▶ **READING TEXT**:

By 2000 he reclaimed his old name and returned to a major
label and giving interviews (although he continued to play the purple love
symbol guitar he’d had made) as well as becoming a Jehovah’s Witness. By 2004
his showbiz rehabilitation was complete. He played at the Grammy's and was
inducted into the Rock and Roll Hall of Fame. At the latter ceremony he took
part in an all star version of While My Guitar Gently Weeps with Tom Petty,
Stevie Winwood and Dhani Harrison as a tribute to George Harrison. It’s a fine
version and then at three and a half minutes Prince takes over. You haven’t
heard what you might think is a guitar weeping until you’ve heard it. I showed
this to a guitar playing friend of mine and his jaw hit the floor. Not just for
the extraordinary solo but but because he was doing things that the model of
guitar simply shouldn't be capable of.

▶ **ASSIGNED TASK A**:
Rewrite the passage about Prince from "By 2000 he reclaimed" up to and including "be capable of.", putting "homage" in place of "tribute".
▶ **ASSIGNED TASK B**:
Carry the passage about Prince on from its final sentence.
The data after this point is separate from the passage about Prince.

▶ **PROVIDED INFORMATION**:
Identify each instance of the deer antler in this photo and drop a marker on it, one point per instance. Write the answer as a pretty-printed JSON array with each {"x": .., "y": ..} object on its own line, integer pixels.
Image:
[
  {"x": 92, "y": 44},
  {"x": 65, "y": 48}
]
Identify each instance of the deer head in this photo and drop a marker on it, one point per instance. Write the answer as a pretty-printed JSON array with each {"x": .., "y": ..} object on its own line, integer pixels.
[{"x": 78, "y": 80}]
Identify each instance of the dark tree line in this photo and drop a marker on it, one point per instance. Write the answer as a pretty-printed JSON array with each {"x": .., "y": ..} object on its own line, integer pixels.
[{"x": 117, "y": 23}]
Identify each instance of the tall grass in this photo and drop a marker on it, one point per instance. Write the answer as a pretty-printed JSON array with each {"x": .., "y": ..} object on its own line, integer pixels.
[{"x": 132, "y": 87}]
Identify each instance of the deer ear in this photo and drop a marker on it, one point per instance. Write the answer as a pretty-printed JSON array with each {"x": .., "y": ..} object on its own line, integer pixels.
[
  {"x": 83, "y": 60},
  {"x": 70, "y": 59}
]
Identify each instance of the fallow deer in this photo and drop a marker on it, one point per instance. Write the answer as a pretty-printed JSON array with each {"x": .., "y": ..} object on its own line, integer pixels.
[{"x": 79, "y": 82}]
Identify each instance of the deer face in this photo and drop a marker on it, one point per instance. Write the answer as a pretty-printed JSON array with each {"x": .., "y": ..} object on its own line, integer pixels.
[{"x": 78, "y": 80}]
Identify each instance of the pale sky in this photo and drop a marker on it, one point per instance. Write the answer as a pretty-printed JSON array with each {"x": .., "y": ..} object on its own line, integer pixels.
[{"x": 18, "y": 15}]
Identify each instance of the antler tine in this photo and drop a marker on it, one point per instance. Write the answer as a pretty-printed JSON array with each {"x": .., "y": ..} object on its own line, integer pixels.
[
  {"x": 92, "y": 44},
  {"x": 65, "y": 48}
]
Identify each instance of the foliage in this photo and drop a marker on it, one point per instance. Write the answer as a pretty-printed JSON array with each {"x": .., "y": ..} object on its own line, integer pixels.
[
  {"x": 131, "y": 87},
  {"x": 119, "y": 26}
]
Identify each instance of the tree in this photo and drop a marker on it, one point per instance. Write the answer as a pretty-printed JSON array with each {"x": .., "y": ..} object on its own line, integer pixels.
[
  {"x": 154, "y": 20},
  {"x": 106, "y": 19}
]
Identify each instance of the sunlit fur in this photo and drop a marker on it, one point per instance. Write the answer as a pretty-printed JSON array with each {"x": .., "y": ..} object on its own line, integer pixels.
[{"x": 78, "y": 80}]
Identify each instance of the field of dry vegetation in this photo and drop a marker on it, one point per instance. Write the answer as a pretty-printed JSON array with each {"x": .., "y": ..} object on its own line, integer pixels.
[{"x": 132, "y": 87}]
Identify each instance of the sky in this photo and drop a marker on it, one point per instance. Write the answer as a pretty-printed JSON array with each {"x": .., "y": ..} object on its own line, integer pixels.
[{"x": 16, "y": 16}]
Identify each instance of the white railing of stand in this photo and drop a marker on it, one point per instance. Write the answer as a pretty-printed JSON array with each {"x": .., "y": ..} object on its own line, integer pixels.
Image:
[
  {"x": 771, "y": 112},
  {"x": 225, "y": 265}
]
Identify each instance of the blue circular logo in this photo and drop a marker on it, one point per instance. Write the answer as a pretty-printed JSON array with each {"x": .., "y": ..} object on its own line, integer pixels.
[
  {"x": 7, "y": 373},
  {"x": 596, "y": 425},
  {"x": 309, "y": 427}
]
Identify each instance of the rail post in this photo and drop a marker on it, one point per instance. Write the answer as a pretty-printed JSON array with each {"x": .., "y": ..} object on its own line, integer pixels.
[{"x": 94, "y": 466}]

▶ **ANSWER AREA A**:
By 2000 he reclaimed his old name and returned to a major
label and giving interviews (although he continued to play the purple love
symbol guitar he’d had made) as well as becoming a Jehovah’s Witness. By 2004
his showbiz rehabilitation was complete. He played at the Grammy's and was
inducted into the Rock and Roll Hall of Fame. At the latter ceremony he took
part in an all star version of While My Guitar Gently Weeps with Tom Petty,
Stevie Winwood and Dhani Harrison as a homage to George Harrison. It’s a fine
version and then at three and a half minutes Prince takes over. You haven’t
heard what you might think is a guitar weeping until you’ve heard it. I showed
this to a guitar playing friend of mine and his jaw hit the floor. Not just for
the extraordinary solo but but because he was doing things that the model of
guitar simply shouldn't be capable of.

▶ **ANSWER AREA B**:
All the time he was producing music at the same prodigious
rate as well as remarrying and divorcing. He opened a club in Las Vegas,
released an album via the Mail on Sunday and in 2009 played what Billboard
later named as the best of the Super Bowl halftime shows. Performing on a neon
love symbol stage he interspersed his own greatest hits with bits of We Will
Rock You, Proud Mary, All Along the Watchtower and a version of Best of You
which Foo Fighters drummer Taylor Hawkins described as ‘actually doing it
better than we did’. It was arguably Prince’s last great world conquering pop
culture moment. Soon after he announced a 21 night residency at the O2 arena in
London: a run with no setlist, no autocue and where the band would only find
out what they were playing by the use of codewords. And all that before a
nightly after show party (a regular feature of his gigs).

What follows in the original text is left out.